Task directions:
Return each entry word for word and skip its pictures.

Annotated photo localization data
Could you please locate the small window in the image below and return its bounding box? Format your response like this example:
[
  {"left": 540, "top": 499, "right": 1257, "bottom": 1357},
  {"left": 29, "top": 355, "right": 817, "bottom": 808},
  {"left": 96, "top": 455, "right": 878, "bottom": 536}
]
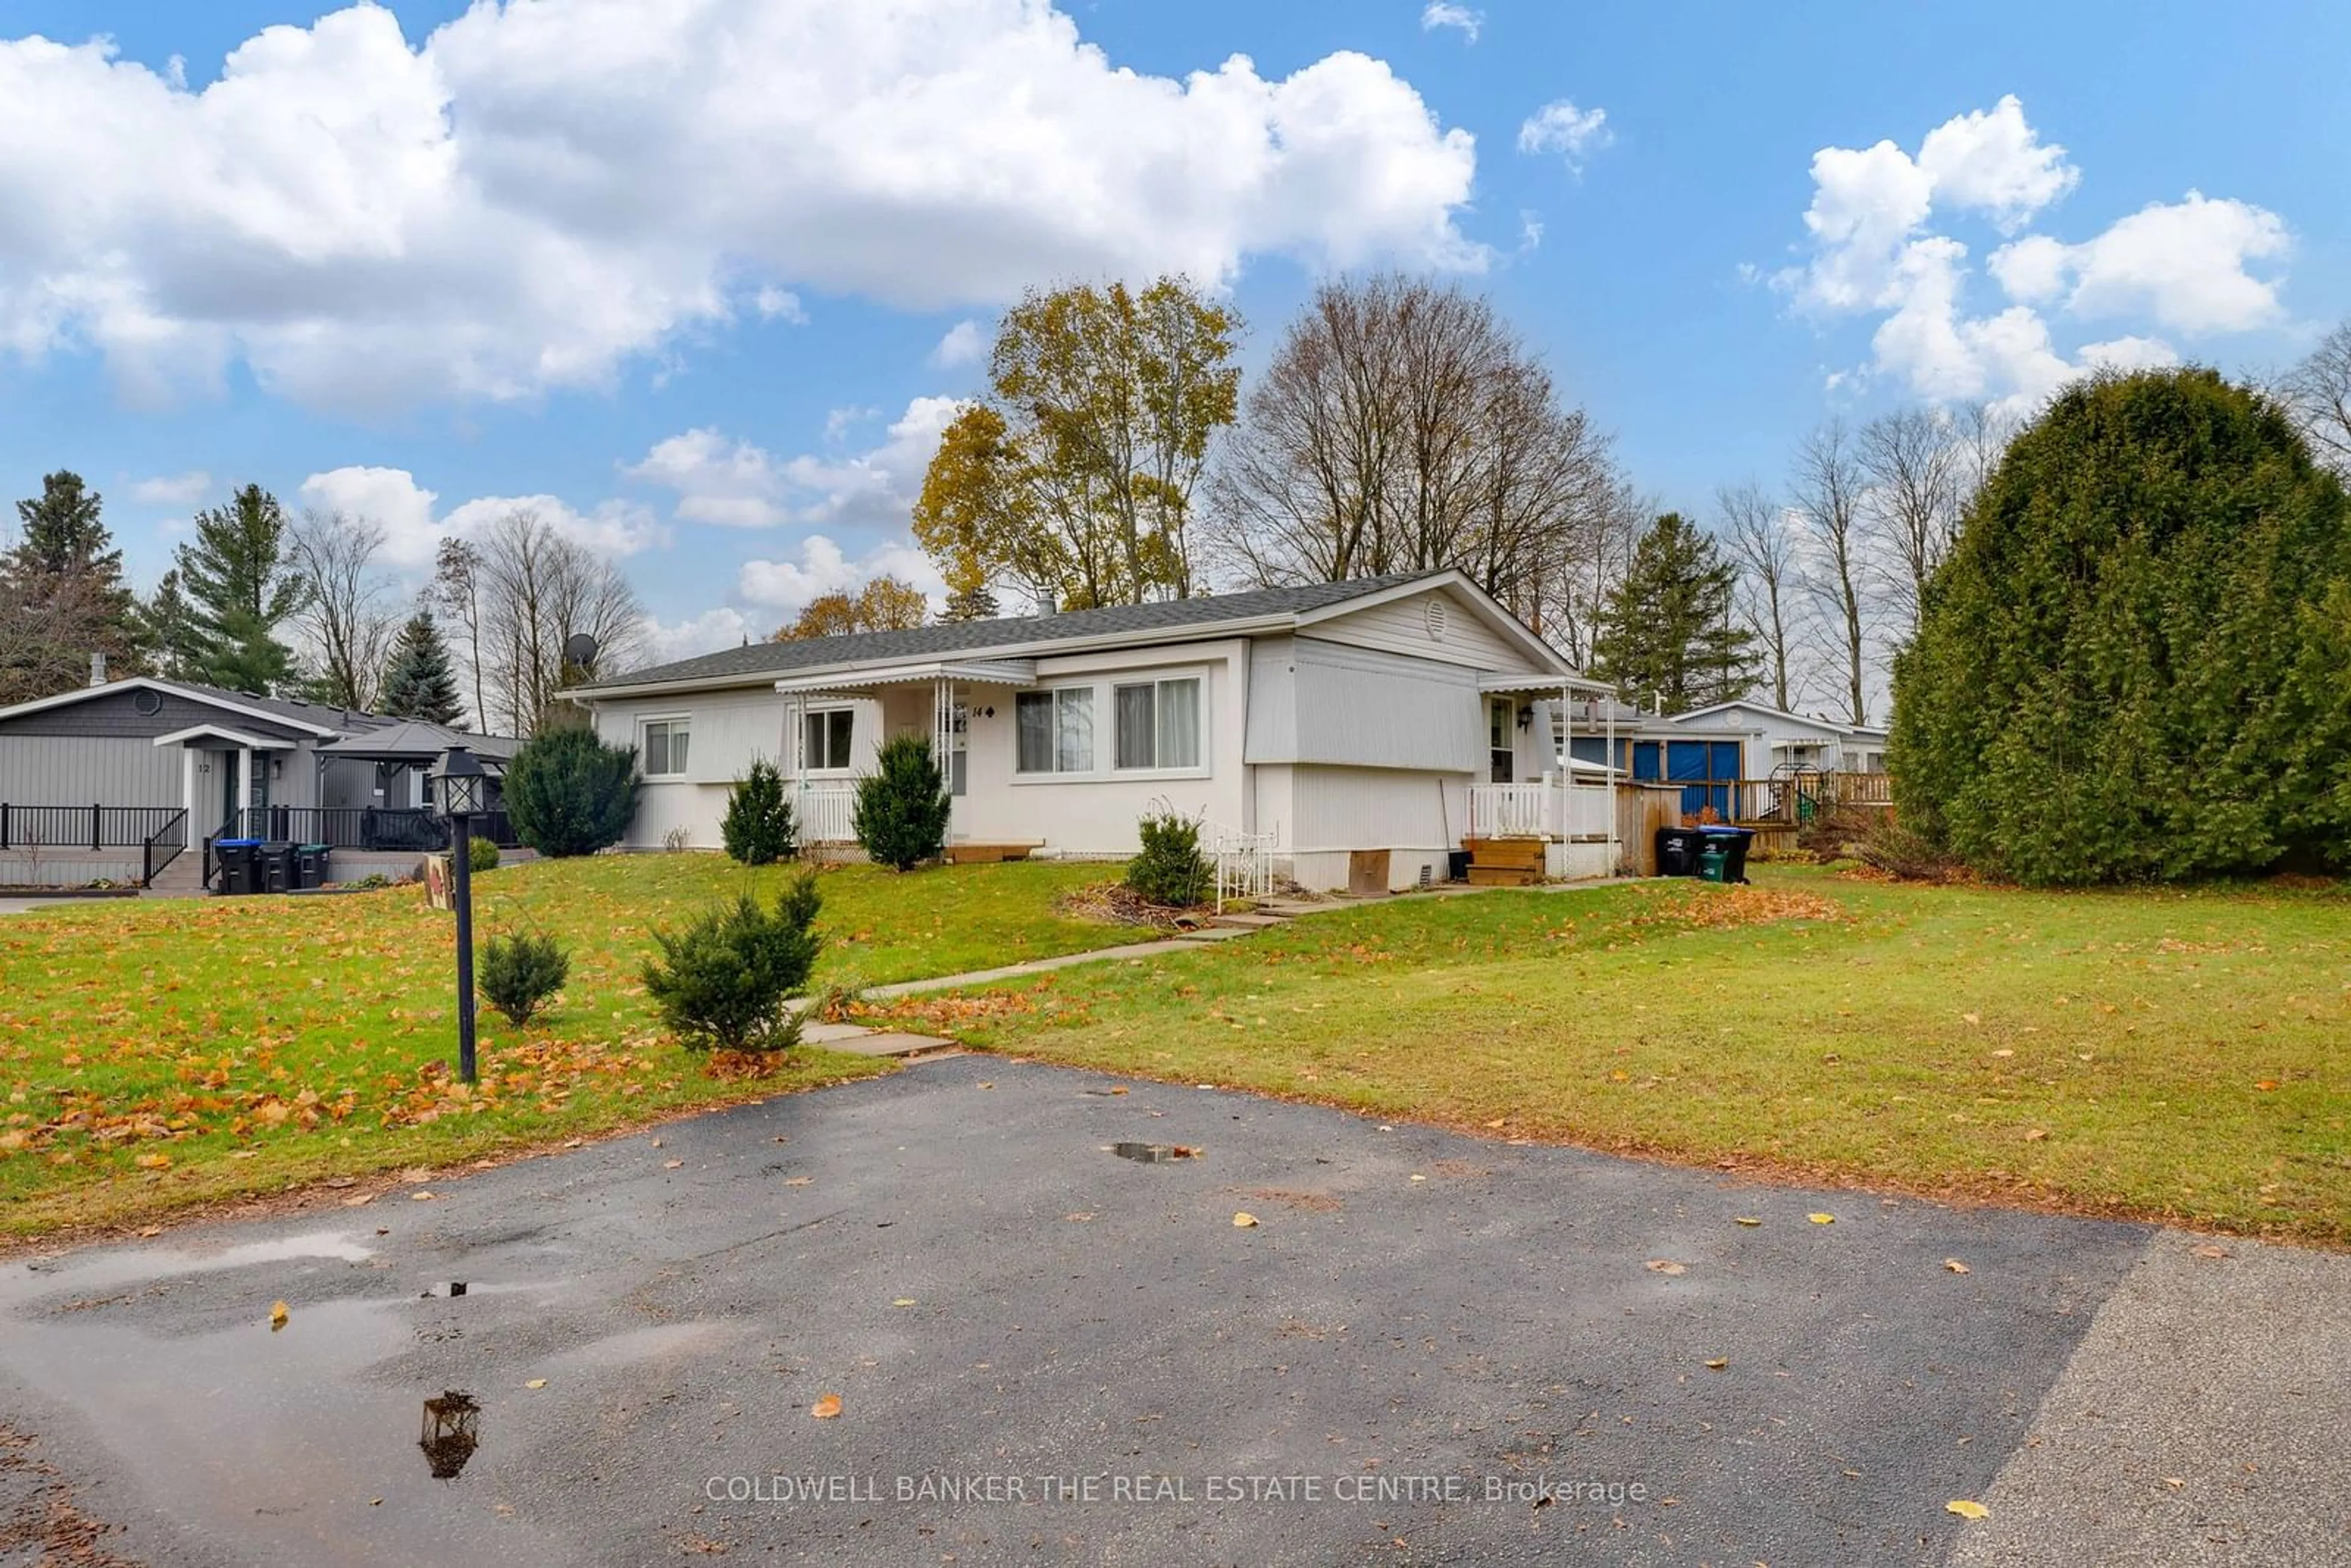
[
  {"left": 1016, "top": 688, "right": 1094, "bottom": 774},
  {"left": 803, "top": 710, "right": 855, "bottom": 771},
  {"left": 643, "top": 718, "right": 691, "bottom": 778},
  {"left": 1114, "top": 677, "right": 1201, "bottom": 770}
]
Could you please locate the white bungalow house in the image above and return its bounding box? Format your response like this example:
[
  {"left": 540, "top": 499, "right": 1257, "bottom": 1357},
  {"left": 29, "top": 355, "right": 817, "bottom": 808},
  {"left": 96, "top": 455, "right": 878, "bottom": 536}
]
[{"left": 563, "top": 572, "right": 1624, "bottom": 892}]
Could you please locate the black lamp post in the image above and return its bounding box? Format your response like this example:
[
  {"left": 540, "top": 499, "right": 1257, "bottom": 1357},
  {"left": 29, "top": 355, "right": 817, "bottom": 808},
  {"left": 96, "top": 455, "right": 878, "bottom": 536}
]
[{"left": 428, "top": 746, "right": 487, "bottom": 1086}]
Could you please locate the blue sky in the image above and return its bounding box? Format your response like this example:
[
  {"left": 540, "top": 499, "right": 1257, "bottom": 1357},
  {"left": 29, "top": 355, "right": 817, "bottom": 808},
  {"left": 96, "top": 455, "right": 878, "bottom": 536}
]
[{"left": 2, "top": 0, "right": 2344, "bottom": 661}]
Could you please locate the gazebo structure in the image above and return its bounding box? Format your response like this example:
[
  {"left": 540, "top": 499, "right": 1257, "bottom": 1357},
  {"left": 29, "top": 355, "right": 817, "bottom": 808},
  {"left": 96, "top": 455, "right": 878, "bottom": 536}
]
[{"left": 293, "top": 722, "right": 523, "bottom": 850}]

Final answer:
Could you please locate the small window in the image below and return its bounding box? Format your response like this example:
[
  {"left": 540, "top": 499, "right": 1257, "bottom": 1357},
  {"left": 29, "top": 355, "right": 817, "bottom": 808},
  {"left": 96, "top": 455, "right": 878, "bottom": 536}
]
[
  {"left": 1016, "top": 688, "right": 1094, "bottom": 774},
  {"left": 803, "top": 710, "right": 855, "bottom": 771},
  {"left": 643, "top": 718, "right": 691, "bottom": 778},
  {"left": 1114, "top": 677, "right": 1201, "bottom": 770}
]
Could you please locate the white bungalow house in the image above and return its bounding box? Format your response like this example:
[
  {"left": 540, "top": 499, "right": 1257, "bottom": 1357},
  {"left": 29, "top": 355, "right": 817, "bottom": 808},
  {"left": 96, "top": 455, "right": 878, "bottom": 536}
]
[{"left": 563, "top": 572, "right": 1624, "bottom": 892}]
Could you please locate the black lamp post in the image above and return its bounding box? Format your response like this example:
[
  {"left": 540, "top": 499, "right": 1257, "bottom": 1357},
  {"left": 29, "top": 355, "right": 817, "bottom": 808},
  {"left": 96, "top": 455, "right": 878, "bottom": 536}
]
[{"left": 428, "top": 746, "right": 487, "bottom": 1086}]
Could you please locate the blue sky in the image above and return its bounding box? Format your response like this example:
[
  {"left": 540, "top": 499, "right": 1257, "bottom": 1357},
  {"left": 29, "top": 355, "right": 817, "bottom": 808},
  {"left": 96, "top": 455, "right": 878, "bottom": 536}
]
[{"left": 2, "top": 0, "right": 2344, "bottom": 661}]
Could you please locate the gazebo structure in the image above and return its bounding box? Format your response like this example:
[
  {"left": 540, "top": 499, "right": 1257, "bottom": 1357},
  {"left": 29, "top": 355, "right": 817, "bottom": 808},
  {"left": 96, "top": 455, "right": 878, "bottom": 536}
]
[{"left": 293, "top": 722, "right": 523, "bottom": 850}]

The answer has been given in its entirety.